## Exercise requirements:
Exact reproduction is required for all entries.

----------------

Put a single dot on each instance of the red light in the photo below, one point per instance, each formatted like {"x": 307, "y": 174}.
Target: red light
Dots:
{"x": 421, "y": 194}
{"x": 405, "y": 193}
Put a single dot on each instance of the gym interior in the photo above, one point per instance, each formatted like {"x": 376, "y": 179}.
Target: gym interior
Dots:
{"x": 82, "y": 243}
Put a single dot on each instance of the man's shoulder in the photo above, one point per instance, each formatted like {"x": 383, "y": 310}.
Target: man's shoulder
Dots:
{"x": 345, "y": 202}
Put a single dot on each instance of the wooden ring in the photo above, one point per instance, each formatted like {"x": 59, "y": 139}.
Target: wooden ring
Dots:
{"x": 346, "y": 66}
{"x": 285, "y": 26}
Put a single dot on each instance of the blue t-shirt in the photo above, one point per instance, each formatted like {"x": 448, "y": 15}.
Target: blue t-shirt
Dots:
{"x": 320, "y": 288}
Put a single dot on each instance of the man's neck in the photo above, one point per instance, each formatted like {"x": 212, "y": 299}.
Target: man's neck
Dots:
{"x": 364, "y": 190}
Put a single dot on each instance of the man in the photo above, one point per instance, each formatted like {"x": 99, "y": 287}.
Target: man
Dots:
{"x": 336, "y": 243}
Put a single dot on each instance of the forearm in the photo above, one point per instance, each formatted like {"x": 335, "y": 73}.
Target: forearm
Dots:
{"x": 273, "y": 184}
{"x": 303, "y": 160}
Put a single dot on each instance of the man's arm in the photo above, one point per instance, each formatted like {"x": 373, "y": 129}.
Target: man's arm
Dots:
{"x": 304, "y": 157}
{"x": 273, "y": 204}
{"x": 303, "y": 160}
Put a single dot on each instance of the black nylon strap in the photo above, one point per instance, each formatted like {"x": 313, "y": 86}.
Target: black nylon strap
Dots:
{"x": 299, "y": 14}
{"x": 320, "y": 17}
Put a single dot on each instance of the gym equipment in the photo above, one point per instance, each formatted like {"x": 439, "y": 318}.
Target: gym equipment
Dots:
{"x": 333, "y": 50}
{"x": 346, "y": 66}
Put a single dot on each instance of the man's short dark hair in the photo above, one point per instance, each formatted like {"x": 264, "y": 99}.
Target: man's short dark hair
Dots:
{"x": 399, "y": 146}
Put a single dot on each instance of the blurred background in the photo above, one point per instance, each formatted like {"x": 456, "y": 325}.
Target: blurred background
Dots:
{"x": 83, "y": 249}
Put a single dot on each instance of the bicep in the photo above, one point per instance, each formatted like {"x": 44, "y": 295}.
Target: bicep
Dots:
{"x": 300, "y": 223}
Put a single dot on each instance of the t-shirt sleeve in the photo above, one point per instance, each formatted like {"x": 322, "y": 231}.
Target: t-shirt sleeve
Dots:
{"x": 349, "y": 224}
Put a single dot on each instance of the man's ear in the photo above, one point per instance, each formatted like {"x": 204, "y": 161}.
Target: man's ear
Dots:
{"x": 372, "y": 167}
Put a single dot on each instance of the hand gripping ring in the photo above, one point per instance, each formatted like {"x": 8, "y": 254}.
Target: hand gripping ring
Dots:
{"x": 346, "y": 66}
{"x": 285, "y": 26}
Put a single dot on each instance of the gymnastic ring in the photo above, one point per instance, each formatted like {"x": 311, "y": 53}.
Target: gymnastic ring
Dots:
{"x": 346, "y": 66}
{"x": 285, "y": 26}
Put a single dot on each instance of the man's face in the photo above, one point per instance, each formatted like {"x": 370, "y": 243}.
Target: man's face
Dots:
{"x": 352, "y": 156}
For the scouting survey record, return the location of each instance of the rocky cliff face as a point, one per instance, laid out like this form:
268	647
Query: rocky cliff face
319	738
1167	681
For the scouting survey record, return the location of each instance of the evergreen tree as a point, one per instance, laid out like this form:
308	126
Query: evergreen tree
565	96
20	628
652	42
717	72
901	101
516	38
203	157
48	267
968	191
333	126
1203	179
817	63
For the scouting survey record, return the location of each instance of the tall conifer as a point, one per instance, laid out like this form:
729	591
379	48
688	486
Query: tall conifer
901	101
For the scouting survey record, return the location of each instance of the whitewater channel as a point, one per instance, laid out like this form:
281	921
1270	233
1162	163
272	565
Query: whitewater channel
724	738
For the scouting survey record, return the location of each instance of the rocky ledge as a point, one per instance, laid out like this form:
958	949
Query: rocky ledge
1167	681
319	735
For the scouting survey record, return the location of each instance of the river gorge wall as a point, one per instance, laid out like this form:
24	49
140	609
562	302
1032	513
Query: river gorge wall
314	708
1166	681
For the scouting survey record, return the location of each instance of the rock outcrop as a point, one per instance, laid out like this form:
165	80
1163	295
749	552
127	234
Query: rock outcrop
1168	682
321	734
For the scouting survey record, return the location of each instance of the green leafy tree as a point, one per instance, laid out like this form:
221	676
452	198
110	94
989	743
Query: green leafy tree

----------------

## The solution:
Put a single dot on each instance of the red light in the photo below, one point per instance, each formatted like {"x": 307, "y": 174}.
Target: red light
Dots:
{"x": 421, "y": 194}
{"x": 405, "y": 193}
Put a single dot on each instance of the gym interior in the photo above, one point per instance, each formatted like {"x": 376, "y": 179}.
Target: gym interior
Dots:
{"x": 82, "y": 243}
Put a single dot on each instance of the man's shoulder in the photo above, one point per instance, each formatted like {"x": 383, "y": 310}.
Target: man's shoulder
Dots:
{"x": 345, "y": 202}
Put a single dot on each instance of the wooden ring in the photo above, one point per instance, each formatted like {"x": 59, "y": 139}.
Target: wooden ring
Dots:
{"x": 346, "y": 66}
{"x": 285, "y": 26}
Put a single dot on each instance of the blue t-shirt in the photo above, one point per instance, each formatted like {"x": 448, "y": 15}.
Target: blue t-shirt
Dots:
{"x": 320, "y": 288}
Put a single dot on each instance of the man's neck in the photo above, one point per instance, each formatted like {"x": 212, "y": 299}.
Target: man's neck
Dots:
{"x": 364, "y": 190}
Put a single dot on each instance of the man in the photo above, one point per instance, each formatted like {"x": 99, "y": 287}.
Target: man
Dots:
{"x": 336, "y": 243}
Put a single dot on each instance of the forearm in the photo above, one point per instance, each formatted like {"x": 335, "y": 73}.
Target: forearm
Dots:
{"x": 273, "y": 184}
{"x": 303, "y": 160}
Put a single dot on each instance of the man's arm in the photo above, one point per instance, each formatted like {"x": 373, "y": 129}.
Target: man's arm
Dots:
{"x": 304, "y": 157}
{"x": 273, "y": 204}
{"x": 303, "y": 160}
Put a single dot on each instance of the black nylon strap in the photo above, one point per instance, each formatted like {"x": 313, "y": 86}.
Target: black nylon strap
Dots:
{"x": 299, "y": 14}
{"x": 320, "y": 17}
Put a single dot on each instance of the gym equipment in the photo above, one point per instance, each formatted like {"x": 439, "y": 318}.
Target: gym equipment
Dots:
{"x": 333, "y": 50}
{"x": 346, "y": 66}
Put a single dot on each instance of the man's short dark hair in the photo above, one point per instance, each formatted like {"x": 264, "y": 99}.
Target: man's short dark hair
Dots:
{"x": 399, "y": 146}
Put a single dot on each instance of the blurred background in the photo above, one point per instance, each formatted like {"x": 456, "y": 325}.
Target: blurred background
Dots:
{"x": 83, "y": 249}
Put a single dot on each instance of the bicep in the photo above, one point per instance, each formatted like {"x": 44, "y": 295}.
Target: bicep
Dots:
{"x": 300, "y": 223}
Put a single dot on each instance of the t-shirt sleeve in the photo above, one point per instance, each formatted like {"x": 322, "y": 231}.
Target: t-shirt sleeve
Dots:
{"x": 349, "y": 224}
Put a single dot on each instance of the man's ear in the photo above, one point per instance, each formatted like {"x": 204, "y": 161}.
Target: man's ear
Dots:
{"x": 372, "y": 167}
Put a single dot on each instance of the hand gripping ring in the photo above, one point per instance, each formatted like {"x": 8, "y": 254}.
Target: hand gripping ring
Dots:
{"x": 346, "y": 66}
{"x": 285, "y": 26}
Put a single dot on each instance of the gymnastic ring in the photo above, one point per instance, each formatted like {"x": 311, "y": 53}.
Target: gymnastic ring
Dots:
{"x": 346, "y": 66}
{"x": 285, "y": 26}
Put a single dot on each instance of the man's face in the photo above, one point per instance, each formatted like {"x": 370, "y": 243}.
Target: man's face
Dots:
{"x": 352, "y": 156}
For the scouting survey record, return the location of each instance of the rocky cliff face as a point, one per instance, laid out like this form:
268	647
Query: rocky cliff face
319	738
1167	681
For the scouting survey record, return the location of each instance of the evergreen tree as a point, one per instance, laid out like this form:
308	126
Query: evergreen tree
565	96
20	628
652	42
717	72
901	101
516	38
203	157
48	267
968	191
333	126
1203	179
817	63
For the scouting survey record, return the location of each instance of the tall conifer as a point, one per instance, laid out like this form:
729	591
379	48
688	486
Query: tall conifer
901	101
For the scouting survey record, return the location of each instance of the whitewater channel as a point, one per instance, laid out like this form:
281	921
1270	233
1162	163
272	565
Query: whitewater channel
724	738
For the scouting survey record, return the location of each instance of the rocky ledge as a point, one per instance, laid out like this form:
958	949
Query: rocky ledge
1167	681
319	735
For the scouting survey record, return the location of each instance of the river gorge wall as a point, one per instance, laid out like this form:
24	49
140	609
562	302
1032	513
Query: river gorge wall
314	708
1166	681
For the scouting survey record, return the location of each instance of the rock outcrop as a point, one per instance, laid out like this form:
165	80
1163	295
749	552
127	234
Query: rock outcrop
1168	682
321	734
For the scouting survey record, return the location of each instance of the green leafy tree as a point, one per instance, laid out like this form:
221	676
452	198
110	94
989	743
Query: green leafy tree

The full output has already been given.